#### [WHAT YOU SHOULD DO]
Exactly as they appear, copy the lines of the listing from the one containing "Find the wooden deck" through the final line, both included, and nothing else.

(Labeled-object pointing entries)

#####

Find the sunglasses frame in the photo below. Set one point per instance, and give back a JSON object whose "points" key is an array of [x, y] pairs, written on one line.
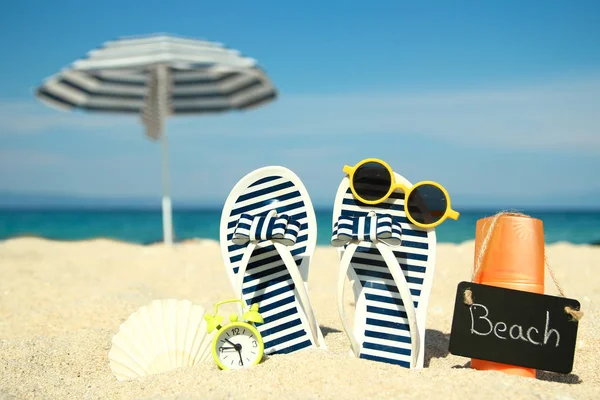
{"points": [[448, 213]]}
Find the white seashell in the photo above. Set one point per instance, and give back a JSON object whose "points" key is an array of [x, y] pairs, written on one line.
{"points": [[164, 335]]}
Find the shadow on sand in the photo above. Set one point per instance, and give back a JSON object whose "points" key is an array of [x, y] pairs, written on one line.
{"points": [[436, 345], [327, 330]]}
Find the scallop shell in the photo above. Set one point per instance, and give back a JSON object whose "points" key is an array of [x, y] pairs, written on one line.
{"points": [[161, 336]]}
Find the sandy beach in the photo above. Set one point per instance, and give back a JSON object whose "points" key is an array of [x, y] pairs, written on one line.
{"points": [[61, 303]]}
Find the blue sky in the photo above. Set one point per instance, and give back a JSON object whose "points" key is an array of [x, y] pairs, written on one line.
{"points": [[497, 101]]}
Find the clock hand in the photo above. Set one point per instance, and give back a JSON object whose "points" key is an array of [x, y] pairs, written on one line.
{"points": [[240, 354]]}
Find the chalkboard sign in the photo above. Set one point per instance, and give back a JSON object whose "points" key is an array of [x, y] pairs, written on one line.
{"points": [[514, 327]]}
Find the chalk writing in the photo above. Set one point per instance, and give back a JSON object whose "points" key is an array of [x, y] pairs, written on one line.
{"points": [[483, 326]]}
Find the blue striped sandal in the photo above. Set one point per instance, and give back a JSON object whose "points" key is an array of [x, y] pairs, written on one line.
{"points": [[268, 235], [390, 264]]}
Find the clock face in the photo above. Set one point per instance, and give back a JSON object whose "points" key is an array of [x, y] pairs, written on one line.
{"points": [[238, 345]]}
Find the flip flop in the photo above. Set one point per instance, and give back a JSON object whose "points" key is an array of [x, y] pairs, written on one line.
{"points": [[268, 236], [390, 264]]}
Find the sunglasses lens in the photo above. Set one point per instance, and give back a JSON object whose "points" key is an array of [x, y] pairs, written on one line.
{"points": [[427, 204], [372, 181]]}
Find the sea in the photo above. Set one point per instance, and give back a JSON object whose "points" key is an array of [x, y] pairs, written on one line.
{"points": [[144, 226]]}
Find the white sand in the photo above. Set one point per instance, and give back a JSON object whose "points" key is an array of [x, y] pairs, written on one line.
{"points": [[61, 303]]}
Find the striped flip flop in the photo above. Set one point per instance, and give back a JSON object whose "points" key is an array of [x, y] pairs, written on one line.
{"points": [[390, 264], [268, 236]]}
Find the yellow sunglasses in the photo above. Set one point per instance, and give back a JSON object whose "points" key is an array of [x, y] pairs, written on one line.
{"points": [[426, 204]]}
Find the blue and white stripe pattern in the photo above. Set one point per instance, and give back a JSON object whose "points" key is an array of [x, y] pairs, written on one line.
{"points": [[204, 77], [279, 228], [381, 324], [382, 227], [271, 207]]}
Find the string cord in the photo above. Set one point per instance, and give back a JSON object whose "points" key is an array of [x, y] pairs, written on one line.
{"points": [[468, 294]]}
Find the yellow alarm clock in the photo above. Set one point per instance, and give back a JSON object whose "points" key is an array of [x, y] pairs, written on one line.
{"points": [[237, 344]]}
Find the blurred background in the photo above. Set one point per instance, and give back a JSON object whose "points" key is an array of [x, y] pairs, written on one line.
{"points": [[497, 101]]}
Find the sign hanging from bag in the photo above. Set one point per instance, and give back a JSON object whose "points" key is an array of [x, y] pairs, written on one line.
{"points": [[514, 327], [502, 319]]}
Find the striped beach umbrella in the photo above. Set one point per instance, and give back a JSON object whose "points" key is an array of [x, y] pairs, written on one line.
{"points": [[155, 77]]}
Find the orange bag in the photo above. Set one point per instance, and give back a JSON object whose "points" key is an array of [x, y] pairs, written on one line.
{"points": [[513, 258]]}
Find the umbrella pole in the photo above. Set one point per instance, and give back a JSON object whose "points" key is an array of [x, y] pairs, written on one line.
{"points": [[166, 200]]}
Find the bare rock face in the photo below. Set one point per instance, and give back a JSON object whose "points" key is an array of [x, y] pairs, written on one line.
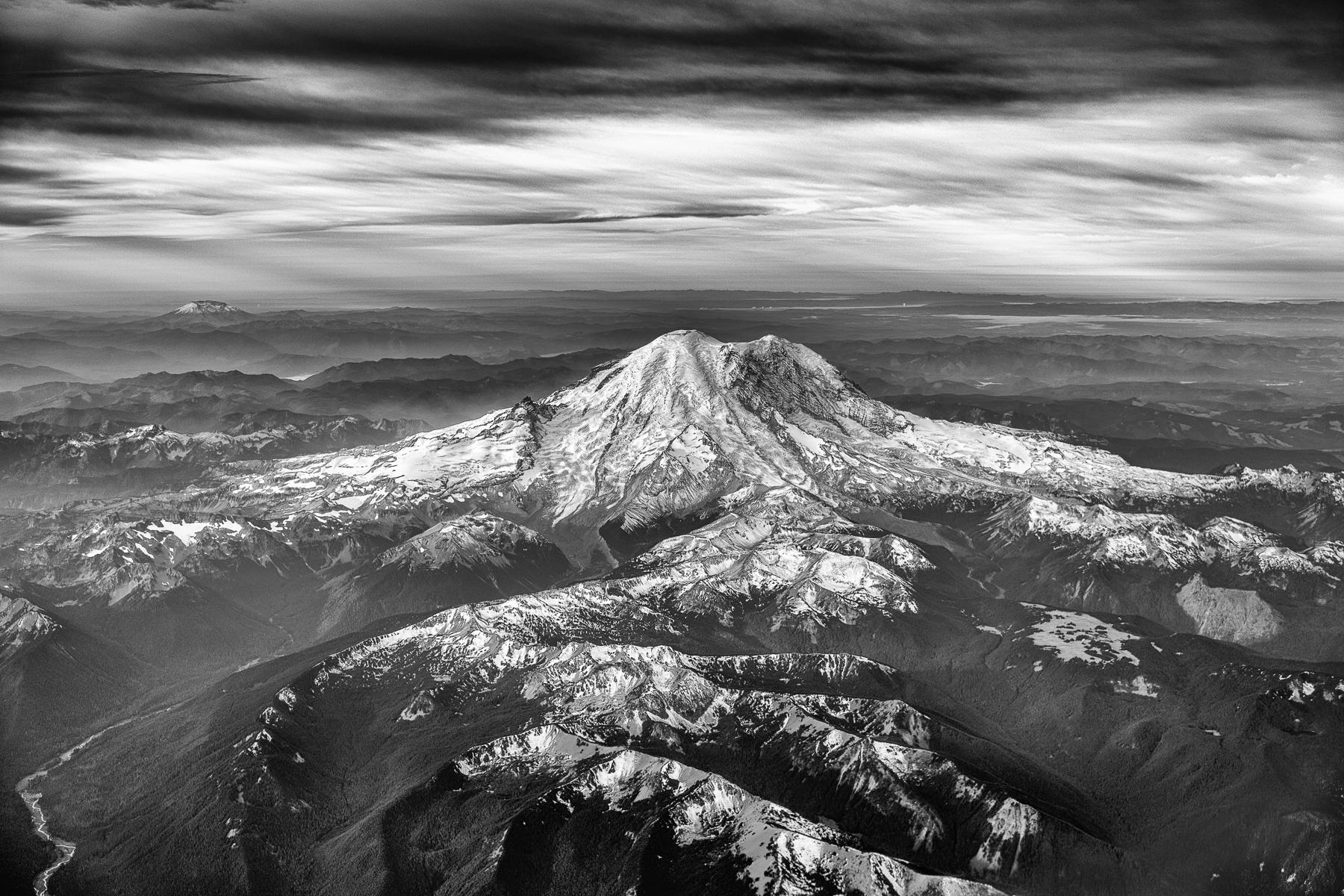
{"points": [[712, 621]]}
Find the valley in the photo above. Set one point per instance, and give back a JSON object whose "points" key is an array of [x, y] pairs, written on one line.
{"points": [[679, 613]]}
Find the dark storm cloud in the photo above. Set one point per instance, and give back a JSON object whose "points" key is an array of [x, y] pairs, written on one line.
{"points": [[511, 60]]}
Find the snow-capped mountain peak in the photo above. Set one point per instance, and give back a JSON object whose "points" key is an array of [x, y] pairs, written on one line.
{"points": [[208, 312]]}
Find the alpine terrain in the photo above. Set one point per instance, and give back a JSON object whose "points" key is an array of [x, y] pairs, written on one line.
{"points": [[710, 620]]}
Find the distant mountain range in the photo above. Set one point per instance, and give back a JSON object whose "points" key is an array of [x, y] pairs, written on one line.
{"points": [[709, 620]]}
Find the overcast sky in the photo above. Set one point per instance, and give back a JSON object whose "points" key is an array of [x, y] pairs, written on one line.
{"points": [[1142, 147]]}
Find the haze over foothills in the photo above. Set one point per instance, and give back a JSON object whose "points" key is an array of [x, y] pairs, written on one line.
{"points": [[1149, 148]]}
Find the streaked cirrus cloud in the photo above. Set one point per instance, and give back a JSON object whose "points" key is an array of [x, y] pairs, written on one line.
{"points": [[1176, 148]]}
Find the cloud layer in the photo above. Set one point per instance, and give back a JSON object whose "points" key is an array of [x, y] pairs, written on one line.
{"points": [[1172, 144]]}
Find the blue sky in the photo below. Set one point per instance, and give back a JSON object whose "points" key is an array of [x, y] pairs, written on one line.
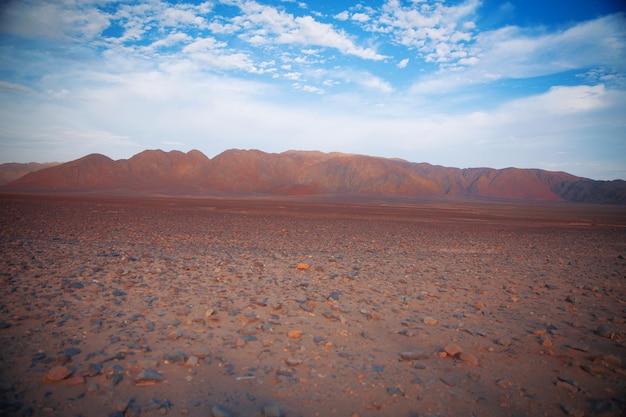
{"points": [[474, 83]]}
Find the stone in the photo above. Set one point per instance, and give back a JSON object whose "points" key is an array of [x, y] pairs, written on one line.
{"points": [[453, 350], [147, 377], [57, 374], [192, 361], [74, 381], [468, 358], [293, 361], [429, 321], [294, 334], [413, 355], [219, 410], [570, 410], [271, 410], [604, 330], [505, 341]]}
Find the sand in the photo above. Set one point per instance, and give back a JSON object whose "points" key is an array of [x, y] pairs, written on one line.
{"points": [[121, 306]]}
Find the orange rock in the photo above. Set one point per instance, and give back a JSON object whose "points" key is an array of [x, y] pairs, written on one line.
{"points": [[468, 358], [58, 373], [75, 380], [294, 334], [453, 350]]}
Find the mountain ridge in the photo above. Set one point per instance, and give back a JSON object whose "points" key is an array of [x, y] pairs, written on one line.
{"points": [[293, 172]]}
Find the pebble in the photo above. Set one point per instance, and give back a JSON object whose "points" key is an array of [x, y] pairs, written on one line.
{"points": [[505, 341], [148, 376], [219, 410], [429, 321], [413, 355], [57, 374], [468, 358], [453, 350], [604, 330], [271, 410], [572, 411], [294, 334]]}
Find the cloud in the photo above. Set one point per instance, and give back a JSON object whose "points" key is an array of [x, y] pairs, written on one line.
{"points": [[403, 63], [266, 24], [54, 21], [439, 33], [516, 53]]}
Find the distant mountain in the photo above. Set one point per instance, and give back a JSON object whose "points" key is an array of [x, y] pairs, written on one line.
{"points": [[13, 170], [245, 172]]}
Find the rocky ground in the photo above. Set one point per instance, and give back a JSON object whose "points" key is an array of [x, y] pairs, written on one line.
{"points": [[140, 307]]}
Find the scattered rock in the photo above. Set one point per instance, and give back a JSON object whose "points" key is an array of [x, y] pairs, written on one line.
{"points": [[414, 355], [271, 410], [468, 358], [453, 350], [148, 377], [294, 334], [57, 374], [429, 321], [219, 410], [604, 330]]}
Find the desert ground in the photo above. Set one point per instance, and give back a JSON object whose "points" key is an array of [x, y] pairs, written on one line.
{"points": [[123, 306]]}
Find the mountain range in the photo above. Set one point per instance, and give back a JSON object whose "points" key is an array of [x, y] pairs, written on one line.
{"points": [[253, 172]]}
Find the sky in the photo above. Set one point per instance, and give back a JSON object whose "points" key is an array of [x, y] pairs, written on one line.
{"points": [[472, 83]]}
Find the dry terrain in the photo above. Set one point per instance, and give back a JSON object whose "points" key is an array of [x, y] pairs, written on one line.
{"points": [[117, 306]]}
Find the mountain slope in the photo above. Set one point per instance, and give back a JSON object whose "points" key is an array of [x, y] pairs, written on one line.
{"points": [[12, 171], [308, 172]]}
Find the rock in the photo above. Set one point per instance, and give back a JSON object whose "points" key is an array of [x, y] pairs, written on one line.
{"points": [[176, 334], [271, 410], [429, 321], [413, 355], [147, 377], [570, 410], [505, 341], [294, 334], [219, 410], [192, 361], [612, 360], [74, 381], [604, 330], [468, 358], [57, 374], [546, 342], [293, 361], [453, 350]]}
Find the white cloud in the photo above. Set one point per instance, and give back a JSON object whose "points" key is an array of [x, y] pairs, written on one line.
{"points": [[50, 20], [439, 33], [360, 17], [267, 24]]}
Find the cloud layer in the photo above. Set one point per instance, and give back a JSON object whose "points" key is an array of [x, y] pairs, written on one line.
{"points": [[422, 81]]}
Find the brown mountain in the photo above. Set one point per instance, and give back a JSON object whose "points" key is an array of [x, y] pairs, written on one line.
{"points": [[13, 170], [303, 172]]}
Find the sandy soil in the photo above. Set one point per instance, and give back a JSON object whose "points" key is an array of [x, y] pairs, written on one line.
{"points": [[200, 307]]}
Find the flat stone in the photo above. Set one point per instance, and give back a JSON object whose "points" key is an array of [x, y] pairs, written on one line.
{"points": [[453, 350], [468, 358], [58, 373], [414, 355], [148, 376], [271, 410], [219, 410], [429, 321]]}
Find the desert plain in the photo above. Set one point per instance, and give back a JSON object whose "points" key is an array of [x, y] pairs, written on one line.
{"points": [[141, 306]]}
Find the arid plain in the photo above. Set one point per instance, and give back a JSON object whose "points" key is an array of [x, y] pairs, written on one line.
{"points": [[121, 306]]}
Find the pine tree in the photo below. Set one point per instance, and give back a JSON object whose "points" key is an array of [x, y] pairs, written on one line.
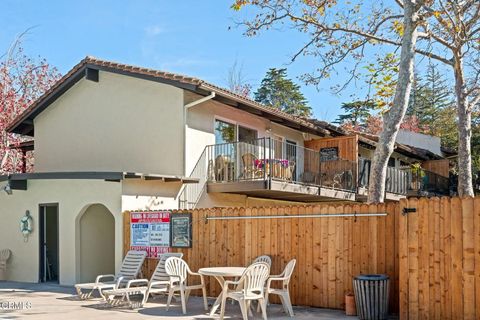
{"points": [[277, 91], [356, 113]]}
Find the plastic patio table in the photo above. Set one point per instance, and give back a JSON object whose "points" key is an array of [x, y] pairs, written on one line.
{"points": [[220, 273]]}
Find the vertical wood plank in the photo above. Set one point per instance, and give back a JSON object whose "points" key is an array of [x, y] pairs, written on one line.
{"points": [[457, 257], [468, 259], [412, 239]]}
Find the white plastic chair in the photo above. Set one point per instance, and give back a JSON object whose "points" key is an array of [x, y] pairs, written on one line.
{"points": [[159, 282], [4, 256], [283, 292], [131, 266], [265, 259], [178, 271], [250, 287]]}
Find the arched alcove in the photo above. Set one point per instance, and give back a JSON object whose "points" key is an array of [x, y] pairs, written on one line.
{"points": [[96, 243]]}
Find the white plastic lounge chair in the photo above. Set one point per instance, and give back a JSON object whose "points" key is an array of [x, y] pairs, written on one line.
{"points": [[282, 292], [158, 284], [131, 266], [178, 271], [4, 256], [250, 287]]}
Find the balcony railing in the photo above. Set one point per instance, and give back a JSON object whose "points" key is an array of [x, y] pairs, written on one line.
{"points": [[405, 180], [428, 183], [396, 181], [270, 159]]}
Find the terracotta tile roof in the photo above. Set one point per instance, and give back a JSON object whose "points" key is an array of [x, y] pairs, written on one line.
{"points": [[182, 79]]}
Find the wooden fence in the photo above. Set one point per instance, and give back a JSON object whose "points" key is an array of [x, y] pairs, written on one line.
{"points": [[329, 251], [432, 255], [440, 259]]}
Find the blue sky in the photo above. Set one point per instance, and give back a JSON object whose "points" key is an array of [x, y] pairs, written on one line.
{"points": [[189, 37]]}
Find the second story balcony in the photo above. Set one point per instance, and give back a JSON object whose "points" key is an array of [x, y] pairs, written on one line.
{"points": [[405, 181], [276, 169]]}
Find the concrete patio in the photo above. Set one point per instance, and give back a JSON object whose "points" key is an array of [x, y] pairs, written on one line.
{"points": [[49, 301]]}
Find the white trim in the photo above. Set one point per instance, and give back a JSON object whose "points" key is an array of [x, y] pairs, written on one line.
{"points": [[236, 124]]}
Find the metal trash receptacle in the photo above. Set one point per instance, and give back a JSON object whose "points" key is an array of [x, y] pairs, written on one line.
{"points": [[371, 295]]}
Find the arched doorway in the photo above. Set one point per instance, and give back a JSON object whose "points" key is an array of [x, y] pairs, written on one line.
{"points": [[96, 228]]}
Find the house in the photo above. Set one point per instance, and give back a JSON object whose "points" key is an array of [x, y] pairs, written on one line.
{"points": [[110, 137]]}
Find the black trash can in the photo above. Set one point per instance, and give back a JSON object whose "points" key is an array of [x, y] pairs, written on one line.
{"points": [[371, 295]]}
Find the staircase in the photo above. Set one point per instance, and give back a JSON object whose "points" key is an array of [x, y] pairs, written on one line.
{"points": [[191, 193]]}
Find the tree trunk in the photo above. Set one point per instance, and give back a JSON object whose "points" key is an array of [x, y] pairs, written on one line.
{"points": [[394, 117], [464, 112]]}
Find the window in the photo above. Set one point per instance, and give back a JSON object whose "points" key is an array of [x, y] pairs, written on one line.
{"points": [[246, 134], [224, 132], [391, 162]]}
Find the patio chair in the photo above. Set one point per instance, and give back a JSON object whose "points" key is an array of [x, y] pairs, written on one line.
{"points": [[178, 271], [250, 170], [266, 259], [131, 266], [158, 283], [282, 292], [250, 287], [4, 256]]}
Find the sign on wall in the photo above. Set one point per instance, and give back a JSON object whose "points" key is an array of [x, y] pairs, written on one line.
{"points": [[150, 232], [181, 230], [327, 154]]}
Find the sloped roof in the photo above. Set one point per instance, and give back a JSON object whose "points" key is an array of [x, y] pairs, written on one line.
{"points": [[23, 124]]}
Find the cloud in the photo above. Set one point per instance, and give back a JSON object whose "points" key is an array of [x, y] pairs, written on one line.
{"points": [[154, 30]]}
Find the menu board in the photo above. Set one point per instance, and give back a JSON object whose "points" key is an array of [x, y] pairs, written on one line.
{"points": [[150, 232], [181, 230], [327, 154]]}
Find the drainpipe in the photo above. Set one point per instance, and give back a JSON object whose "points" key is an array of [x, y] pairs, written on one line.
{"points": [[185, 110]]}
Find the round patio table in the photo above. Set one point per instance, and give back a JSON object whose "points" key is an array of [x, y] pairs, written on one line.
{"points": [[220, 273]]}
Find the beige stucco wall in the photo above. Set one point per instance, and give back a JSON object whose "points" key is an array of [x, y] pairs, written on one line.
{"points": [[120, 123], [149, 195], [74, 197], [97, 239]]}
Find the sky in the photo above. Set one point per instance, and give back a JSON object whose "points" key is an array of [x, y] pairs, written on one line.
{"points": [[196, 38]]}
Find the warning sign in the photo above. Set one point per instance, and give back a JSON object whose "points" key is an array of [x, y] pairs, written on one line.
{"points": [[150, 232]]}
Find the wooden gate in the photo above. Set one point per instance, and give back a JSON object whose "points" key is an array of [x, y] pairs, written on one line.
{"points": [[440, 259]]}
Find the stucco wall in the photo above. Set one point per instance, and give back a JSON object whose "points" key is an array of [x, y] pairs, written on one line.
{"points": [[73, 197], [120, 123], [97, 239]]}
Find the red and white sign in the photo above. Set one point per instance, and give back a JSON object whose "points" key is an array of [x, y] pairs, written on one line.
{"points": [[150, 232]]}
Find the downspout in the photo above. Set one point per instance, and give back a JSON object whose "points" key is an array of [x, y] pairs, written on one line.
{"points": [[185, 110]]}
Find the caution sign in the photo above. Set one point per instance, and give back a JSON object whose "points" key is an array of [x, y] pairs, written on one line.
{"points": [[150, 232]]}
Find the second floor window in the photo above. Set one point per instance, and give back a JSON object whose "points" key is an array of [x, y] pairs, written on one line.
{"points": [[224, 132]]}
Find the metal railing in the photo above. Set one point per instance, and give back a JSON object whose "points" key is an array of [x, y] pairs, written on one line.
{"points": [[428, 183], [267, 158], [403, 180], [396, 180]]}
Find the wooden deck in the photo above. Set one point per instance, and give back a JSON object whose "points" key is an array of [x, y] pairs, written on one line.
{"points": [[275, 189], [362, 195]]}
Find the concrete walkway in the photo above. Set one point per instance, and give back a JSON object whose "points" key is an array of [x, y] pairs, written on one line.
{"points": [[45, 301]]}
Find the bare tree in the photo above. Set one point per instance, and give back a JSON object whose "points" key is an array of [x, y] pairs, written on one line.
{"points": [[451, 35], [340, 32], [236, 80]]}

#####

#### [RESULT OF THE EXERCISE]
Find the wooden deck in the photo above. Set one point per instance, and give back a JSON object whose "points" key is an array of [x, y] pairs, written on one line.
{"points": [[275, 189], [362, 195]]}
Find the concrete walkway in the photo above. Set one point per instance, and give back a JSON object whose "points" key is an array of [x, y] pairs, written on one line.
{"points": [[45, 301]]}
Find the bare tree in the photo above. Set one point per instance, and give back a JSON object whose "points" key is an array of [x, y] pairs, written on one line.
{"points": [[451, 35], [340, 32], [236, 80]]}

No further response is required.